Jobs 'at risk' at ailing care firm's Stafford HQ
Scores of workers at Allied Healthcare's headquarters in Stafford have been told their jobs are at risk as the care company works to shed its string of contracts nationwide.
Allied, which provides care in the home for around 13,000 people around the country, has been left reeling by a negative report from the Care Quality Commission which led to it losing a number of contracts with customers such as local authorities.
Allied is one of the biggest home care providers in the country, employing around 8,000 people and with its head office at Cavendish House on Staffordshire Technology Park. Staff at the head office were told yesterday their jobs were 'at risk'.
The Care Quality Commission said in a report earlier this month it was concerned Allied Healthcare might not be able to continue to operate after November 30.
Allied provides care services across 84 councils, including home care for the elderly and disabled such as help cleaning or shopping, assistance getting showered and dressed, preparing meals, and managing medication. It had around 150 contracts with local authorities and others, run from 83 branches nationwide.
The commission wrote to the councils who commission care services through Allied Healthcare to alert them of its concerns.
Allied Healthcare issued reassurances that its operations were 'sustainable and safe' but the CQC report has led to a number of its customers switching to alternative providers.
An Allied Healthcare spokesman said: “These developments have intensified the impact of the challenging environment within which we operate and come immediately prior to the Christmas period, when pressures on care providers are at their highest.
"This has also meant that we have had to re-evaluate our long-term business plan."
_ _ _ _ _ _ _
TASK DETAILS:
In the article about Allied Healthcare, where is the company's head office?

PROVIDED MATERIAL:
_ _ _ _ _ _ _
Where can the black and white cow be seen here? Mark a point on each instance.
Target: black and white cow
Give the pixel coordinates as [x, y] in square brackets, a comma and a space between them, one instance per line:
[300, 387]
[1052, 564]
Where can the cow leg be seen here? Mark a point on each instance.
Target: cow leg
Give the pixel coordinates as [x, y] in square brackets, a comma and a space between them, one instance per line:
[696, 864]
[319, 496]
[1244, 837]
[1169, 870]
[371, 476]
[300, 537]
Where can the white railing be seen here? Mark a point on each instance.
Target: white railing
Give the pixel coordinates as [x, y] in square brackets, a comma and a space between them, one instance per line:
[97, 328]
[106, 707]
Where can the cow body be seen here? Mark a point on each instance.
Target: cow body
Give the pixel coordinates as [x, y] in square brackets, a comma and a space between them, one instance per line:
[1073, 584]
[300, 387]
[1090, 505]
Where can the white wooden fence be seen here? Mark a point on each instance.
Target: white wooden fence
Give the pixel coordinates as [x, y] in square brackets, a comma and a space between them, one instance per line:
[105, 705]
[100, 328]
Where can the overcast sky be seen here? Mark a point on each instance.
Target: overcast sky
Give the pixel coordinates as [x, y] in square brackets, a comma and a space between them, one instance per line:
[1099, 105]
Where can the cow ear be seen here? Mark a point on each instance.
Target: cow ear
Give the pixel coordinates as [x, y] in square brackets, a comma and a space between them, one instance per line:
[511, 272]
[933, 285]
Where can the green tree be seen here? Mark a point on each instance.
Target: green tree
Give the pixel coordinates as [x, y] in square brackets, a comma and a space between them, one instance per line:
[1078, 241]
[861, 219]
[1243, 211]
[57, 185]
_ _ _ _ _ _ _
ANSWER BOX:
Cavendish House on Staffordshire Technology Park